*** DATA SUPPLIED ***

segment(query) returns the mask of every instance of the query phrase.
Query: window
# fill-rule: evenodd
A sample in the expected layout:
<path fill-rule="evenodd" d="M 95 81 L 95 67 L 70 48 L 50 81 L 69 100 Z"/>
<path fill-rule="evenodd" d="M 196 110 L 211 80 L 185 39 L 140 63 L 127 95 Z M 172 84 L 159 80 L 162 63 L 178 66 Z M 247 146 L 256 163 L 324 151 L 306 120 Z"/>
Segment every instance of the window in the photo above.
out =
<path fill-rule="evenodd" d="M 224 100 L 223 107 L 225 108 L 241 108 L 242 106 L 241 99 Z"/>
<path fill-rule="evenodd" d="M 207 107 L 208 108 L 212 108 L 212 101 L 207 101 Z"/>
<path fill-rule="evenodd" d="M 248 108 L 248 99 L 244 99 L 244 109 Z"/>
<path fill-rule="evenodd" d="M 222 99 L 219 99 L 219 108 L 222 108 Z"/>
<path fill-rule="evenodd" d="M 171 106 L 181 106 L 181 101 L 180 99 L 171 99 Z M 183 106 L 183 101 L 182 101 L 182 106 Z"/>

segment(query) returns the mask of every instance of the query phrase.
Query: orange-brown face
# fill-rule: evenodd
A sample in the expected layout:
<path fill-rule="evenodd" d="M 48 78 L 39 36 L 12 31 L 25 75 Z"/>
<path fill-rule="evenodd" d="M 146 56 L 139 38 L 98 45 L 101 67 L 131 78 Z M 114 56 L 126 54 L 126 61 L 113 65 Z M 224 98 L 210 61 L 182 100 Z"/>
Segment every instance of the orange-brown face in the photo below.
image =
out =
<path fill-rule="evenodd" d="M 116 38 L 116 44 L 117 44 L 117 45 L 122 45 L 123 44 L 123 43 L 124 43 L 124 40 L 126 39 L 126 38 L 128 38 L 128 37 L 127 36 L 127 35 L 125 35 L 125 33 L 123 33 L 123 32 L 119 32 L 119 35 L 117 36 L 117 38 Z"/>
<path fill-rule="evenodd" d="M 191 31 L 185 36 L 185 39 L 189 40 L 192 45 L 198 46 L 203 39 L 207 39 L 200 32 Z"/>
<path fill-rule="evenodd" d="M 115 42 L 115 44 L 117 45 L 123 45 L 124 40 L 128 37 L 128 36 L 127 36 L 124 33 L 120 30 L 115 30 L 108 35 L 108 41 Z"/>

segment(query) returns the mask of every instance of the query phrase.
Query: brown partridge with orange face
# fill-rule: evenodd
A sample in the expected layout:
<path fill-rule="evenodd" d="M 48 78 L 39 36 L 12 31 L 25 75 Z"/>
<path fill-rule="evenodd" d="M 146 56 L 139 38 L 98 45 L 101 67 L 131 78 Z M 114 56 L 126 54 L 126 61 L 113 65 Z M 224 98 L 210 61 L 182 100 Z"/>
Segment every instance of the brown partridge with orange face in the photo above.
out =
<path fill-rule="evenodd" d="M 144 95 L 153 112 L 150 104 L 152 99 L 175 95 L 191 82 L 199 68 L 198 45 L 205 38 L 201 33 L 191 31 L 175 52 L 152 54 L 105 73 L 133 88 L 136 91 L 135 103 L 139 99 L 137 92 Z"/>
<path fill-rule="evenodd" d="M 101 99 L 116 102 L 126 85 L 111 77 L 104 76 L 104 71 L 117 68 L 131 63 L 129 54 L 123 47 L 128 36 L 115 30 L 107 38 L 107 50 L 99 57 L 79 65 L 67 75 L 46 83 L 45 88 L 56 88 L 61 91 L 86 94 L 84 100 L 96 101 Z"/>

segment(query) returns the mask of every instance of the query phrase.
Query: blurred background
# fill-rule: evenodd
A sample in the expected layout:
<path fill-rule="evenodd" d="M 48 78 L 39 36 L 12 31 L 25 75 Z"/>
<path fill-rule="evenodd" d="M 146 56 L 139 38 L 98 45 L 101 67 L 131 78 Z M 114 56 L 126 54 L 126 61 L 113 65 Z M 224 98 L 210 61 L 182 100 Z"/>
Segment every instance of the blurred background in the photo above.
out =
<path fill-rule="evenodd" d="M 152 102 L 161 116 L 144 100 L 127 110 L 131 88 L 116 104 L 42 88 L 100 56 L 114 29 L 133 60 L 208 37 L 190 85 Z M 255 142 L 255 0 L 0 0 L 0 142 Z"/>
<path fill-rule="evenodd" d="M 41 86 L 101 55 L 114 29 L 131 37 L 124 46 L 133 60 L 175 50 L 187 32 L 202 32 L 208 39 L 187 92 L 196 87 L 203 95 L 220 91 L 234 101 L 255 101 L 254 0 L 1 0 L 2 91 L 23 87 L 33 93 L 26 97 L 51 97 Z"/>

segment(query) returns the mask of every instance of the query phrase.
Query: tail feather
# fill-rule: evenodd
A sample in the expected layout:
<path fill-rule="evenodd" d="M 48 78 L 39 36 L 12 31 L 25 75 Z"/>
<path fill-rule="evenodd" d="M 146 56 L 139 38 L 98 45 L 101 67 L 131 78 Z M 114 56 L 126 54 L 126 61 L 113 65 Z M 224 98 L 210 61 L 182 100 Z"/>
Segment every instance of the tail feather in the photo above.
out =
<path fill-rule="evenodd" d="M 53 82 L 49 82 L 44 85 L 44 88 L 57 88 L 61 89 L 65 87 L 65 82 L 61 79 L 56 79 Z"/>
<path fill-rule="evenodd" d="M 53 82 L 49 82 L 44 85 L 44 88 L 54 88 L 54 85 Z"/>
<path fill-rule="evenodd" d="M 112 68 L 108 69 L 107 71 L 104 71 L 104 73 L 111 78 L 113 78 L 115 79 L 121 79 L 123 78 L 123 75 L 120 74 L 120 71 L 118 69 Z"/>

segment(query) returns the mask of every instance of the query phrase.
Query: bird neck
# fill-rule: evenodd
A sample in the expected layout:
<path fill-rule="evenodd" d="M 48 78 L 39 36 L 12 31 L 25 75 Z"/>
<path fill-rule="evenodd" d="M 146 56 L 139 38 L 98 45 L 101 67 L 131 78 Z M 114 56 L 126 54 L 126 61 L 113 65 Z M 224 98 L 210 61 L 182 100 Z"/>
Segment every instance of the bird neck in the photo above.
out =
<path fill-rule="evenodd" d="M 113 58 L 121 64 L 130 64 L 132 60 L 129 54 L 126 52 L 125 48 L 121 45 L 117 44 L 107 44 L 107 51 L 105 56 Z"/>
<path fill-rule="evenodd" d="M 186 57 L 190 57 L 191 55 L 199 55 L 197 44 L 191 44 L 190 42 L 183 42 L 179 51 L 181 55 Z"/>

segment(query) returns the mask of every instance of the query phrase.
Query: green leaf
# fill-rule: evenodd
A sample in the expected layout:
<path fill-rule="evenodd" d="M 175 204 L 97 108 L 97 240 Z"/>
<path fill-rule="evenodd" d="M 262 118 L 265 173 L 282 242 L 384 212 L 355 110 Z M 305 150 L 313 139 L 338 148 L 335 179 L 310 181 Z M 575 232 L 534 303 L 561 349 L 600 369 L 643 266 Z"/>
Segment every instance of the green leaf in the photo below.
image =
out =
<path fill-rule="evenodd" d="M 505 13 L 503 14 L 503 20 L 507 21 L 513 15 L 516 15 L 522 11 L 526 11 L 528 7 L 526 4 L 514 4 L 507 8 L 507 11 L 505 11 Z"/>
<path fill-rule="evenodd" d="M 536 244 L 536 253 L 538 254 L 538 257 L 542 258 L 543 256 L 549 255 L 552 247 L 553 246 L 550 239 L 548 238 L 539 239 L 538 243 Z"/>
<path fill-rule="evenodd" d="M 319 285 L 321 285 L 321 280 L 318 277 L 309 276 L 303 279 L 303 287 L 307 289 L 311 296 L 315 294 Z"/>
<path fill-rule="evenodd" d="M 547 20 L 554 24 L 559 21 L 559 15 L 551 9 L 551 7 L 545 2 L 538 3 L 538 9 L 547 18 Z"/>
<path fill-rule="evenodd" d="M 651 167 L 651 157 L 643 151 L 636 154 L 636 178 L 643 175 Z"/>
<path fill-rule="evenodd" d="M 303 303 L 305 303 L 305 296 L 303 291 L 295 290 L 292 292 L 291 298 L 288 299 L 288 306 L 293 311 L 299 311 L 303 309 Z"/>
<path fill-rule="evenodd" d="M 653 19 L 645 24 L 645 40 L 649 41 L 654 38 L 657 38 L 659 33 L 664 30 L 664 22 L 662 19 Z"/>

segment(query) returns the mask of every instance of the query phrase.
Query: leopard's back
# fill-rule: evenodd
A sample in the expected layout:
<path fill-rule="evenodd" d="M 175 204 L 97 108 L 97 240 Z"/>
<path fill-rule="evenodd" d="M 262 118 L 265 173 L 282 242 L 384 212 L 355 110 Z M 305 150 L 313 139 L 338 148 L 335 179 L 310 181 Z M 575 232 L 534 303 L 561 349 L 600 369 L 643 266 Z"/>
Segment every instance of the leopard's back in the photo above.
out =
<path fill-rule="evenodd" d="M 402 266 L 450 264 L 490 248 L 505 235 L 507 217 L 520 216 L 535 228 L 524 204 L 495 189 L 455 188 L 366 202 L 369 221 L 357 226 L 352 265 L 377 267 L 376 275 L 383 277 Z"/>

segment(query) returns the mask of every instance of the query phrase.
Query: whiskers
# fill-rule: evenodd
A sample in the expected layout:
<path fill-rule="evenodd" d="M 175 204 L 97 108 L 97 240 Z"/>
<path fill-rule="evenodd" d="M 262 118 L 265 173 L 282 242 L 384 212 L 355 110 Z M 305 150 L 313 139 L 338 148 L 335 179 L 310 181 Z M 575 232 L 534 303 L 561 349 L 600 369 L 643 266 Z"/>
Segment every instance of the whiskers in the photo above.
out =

***

▸ **WHAT TO PRODUCE**
Report every line in the data records above that contains the word "feather".

▸ **WRITTEN ANSWER**
Query: tail feather
Segment every instance of the tail feather in the photo above.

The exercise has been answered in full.